Start of Article

Open genevb opened 2 months ago
Thank you for the report Gene.
I can reproduce the output number 9801
when I run your test job on an interactive node, and I get 9809
with 64b env:
$ setenv NODEBUG yes
$ setup 64b
$ starver SL23e
$ root4star -b -q -l 'bfc.C(1,"pp2022a,StiCA,BEmcChkStat,-mtd,-btof,-etofA,-picoWrite,-dedxy2,-hitfilt","/star/data03/daq/2022/036/23036038/st_physics_23036038_raw_3500011.daq")' | & grep -a StiStEvent | head -3
StiStEventFiller::fillEvent() -I- Number of filled as global(1):9809
StiStEventFiller::fillEvent() -I- Number of filled as global(2):6035
StiStEventFiller::fillEvent() -I- Number of filled GOOD globals:4238
Unless you already verified, I'd make sure that the environments are indeed the same by printing them with printenv
. Can you share the script and the command you used to submit the test job to condor?

End of Article

## Set of tasks
1. In the test-job thread, what count of GOOD globals is printed when the job runs with the 64b environment?
2. Carry on writing the test-job thread from the point where it stops.
You can do this work without the lines.

Start of Raw records

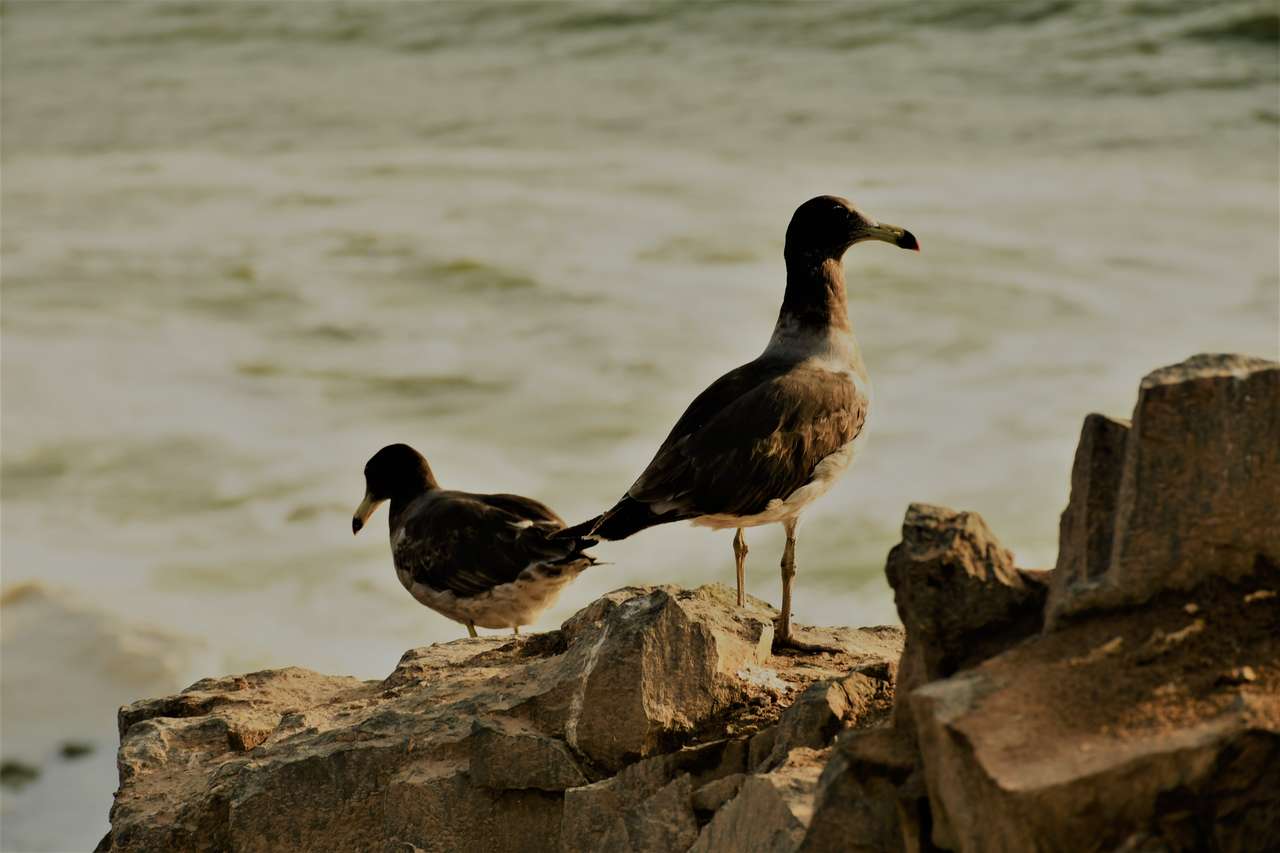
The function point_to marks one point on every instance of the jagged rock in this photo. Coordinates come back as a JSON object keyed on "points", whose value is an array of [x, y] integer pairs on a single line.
{"points": [[594, 815], [686, 648], [1083, 734], [1088, 523], [433, 806], [1198, 489], [508, 755], [716, 793], [663, 821], [959, 596], [826, 708], [771, 811], [483, 743], [865, 801]]}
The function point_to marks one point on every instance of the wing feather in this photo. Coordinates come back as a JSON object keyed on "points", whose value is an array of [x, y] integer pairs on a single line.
{"points": [[470, 543], [760, 446]]}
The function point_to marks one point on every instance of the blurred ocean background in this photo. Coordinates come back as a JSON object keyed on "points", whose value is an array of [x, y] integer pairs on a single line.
{"points": [[247, 245]]}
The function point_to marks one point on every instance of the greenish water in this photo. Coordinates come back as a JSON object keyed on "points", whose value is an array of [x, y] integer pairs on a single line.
{"points": [[246, 245]]}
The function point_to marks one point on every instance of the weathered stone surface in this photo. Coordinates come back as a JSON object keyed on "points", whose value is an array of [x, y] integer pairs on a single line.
{"points": [[476, 744], [656, 666], [959, 596], [663, 821], [771, 811], [433, 806], [1080, 734], [1200, 484], [594, 815], [828, 707], [1088, 523], [863, 802], [510, 755], [716, 793]]}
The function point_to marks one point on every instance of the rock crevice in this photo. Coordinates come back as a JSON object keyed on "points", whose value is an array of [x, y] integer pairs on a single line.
{"points": [[1127, 701]]}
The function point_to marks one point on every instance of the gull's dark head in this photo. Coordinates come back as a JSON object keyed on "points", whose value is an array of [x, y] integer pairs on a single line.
{"points": [[828, 226], [394, 473]]}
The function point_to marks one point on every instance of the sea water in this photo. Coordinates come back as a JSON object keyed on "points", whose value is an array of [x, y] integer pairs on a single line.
{"points": [[247, 245]]}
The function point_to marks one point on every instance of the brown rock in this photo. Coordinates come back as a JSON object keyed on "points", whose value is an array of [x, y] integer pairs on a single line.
{"points": [[716, 793], [1037, 749], [864, 802], [595, 816], [510, 755], [688, 648], [1088, 523], [1200, 486], [663, 821], [828, 707], [475, 744], [433, 806], [771, 811], [959, 596]]}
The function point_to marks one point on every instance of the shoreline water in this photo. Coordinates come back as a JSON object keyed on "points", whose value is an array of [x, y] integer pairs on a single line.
{"points": [[243, 251]]}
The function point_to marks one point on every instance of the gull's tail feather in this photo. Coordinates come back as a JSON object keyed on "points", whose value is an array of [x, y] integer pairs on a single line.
{"points": [[626, 518]]}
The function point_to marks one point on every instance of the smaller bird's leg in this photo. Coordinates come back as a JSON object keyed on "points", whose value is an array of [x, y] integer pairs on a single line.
{"points": [[740, 557], [789, 573]]}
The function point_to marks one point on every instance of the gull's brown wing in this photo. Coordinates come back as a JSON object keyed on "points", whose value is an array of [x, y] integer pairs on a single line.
{"points": [[470, 543]]}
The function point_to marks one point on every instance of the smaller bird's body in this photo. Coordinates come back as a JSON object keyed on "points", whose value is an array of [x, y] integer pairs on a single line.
{"points": [[766, 439], [487, 560]]}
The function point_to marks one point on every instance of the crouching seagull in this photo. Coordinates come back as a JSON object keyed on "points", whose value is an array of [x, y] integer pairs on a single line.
{"points": [[768, 438], [485, 560]]}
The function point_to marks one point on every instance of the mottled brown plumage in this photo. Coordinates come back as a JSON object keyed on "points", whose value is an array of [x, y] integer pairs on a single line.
{"points": [[769, 437], [488, 560]]}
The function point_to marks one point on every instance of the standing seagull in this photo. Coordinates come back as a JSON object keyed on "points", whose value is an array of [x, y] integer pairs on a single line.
{"points": [[485, 560], [768, 438]]}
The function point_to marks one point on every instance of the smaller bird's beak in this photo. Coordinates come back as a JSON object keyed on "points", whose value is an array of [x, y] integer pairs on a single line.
{"points": [[900, 237], [362, 512]]}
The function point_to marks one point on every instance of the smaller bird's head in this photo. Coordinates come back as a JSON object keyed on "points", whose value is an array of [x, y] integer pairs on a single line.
{"points": [[828, 226], [394, 473]]}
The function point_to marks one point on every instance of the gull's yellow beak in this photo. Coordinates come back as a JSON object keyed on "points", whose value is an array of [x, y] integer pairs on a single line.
{"points": [[362, 512], [900, 237]]}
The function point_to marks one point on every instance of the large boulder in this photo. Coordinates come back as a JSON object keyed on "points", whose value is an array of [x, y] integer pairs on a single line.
{"points": [[1196, 496], [959, 596], [1153, 724], [607, 734]]}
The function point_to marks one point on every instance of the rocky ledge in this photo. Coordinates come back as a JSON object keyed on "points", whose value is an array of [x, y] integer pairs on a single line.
{"points": [[1128, 699]]}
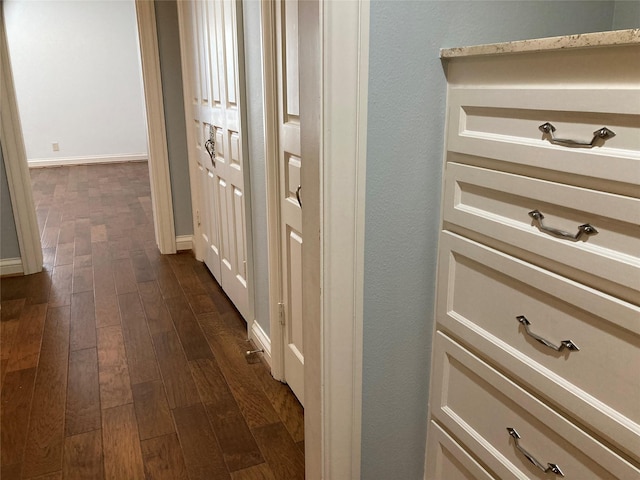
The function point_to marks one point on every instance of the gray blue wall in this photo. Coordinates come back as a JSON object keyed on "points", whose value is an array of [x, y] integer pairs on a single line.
{"points": [[9, 247], [404, 156]]}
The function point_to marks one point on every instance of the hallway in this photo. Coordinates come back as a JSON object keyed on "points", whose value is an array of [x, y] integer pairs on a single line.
{"points": [[119, 363]]}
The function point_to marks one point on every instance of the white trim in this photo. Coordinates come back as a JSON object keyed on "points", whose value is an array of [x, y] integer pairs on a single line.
{"points": [[345, 52], [18, 179], [58, 162], [11, 266], [270, 108], [261, 340], [198, 245], [159, 175], [184, 242]]}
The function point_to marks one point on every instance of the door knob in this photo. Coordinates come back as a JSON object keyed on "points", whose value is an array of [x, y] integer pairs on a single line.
{"points": [[210, 146], [298, 195]]}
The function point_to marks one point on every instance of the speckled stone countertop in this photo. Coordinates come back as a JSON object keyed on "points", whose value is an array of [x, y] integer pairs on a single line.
{"points": [[584, 40]]}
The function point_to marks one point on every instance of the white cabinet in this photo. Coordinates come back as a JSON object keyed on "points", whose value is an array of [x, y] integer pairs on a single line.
{"points": [[536, 355]]}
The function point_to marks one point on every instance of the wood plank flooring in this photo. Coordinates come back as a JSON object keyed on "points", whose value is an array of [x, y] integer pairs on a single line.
{"points": [[121, 363]]}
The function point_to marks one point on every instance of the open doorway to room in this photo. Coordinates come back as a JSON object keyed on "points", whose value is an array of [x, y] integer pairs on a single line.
{"points": [[78, 81]]}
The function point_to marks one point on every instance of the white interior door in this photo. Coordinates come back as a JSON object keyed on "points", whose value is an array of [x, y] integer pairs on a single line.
{"points": [[210, 43], [290, 194]]}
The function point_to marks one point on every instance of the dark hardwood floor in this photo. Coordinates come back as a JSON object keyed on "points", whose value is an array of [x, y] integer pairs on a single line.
{"points": [[119, 363]]}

End of Raw records

## Responses for each task
1. 4238

2.
Environments: I did check this earlier today, both for "set" and "setenv", and there are a lot of differences. I tried looking for things that were common across my batch tests, but different for my interactive tests. Here are the environment variable that match that pattern from what I saw:
An example of something that didn't match the pattern of interest: PATH is different for the CRS job, but is consistent between the condor, STAR scheduler, and interactive jobs.
Nothing from "set" matched the pattern of interest.
When running the job in condor, there is a patch of code that I found in the .csh files that the STAR Scheduler generates which properly sets up the $HOME environment variable. So you have options for running batch:
simulateSubmission="true"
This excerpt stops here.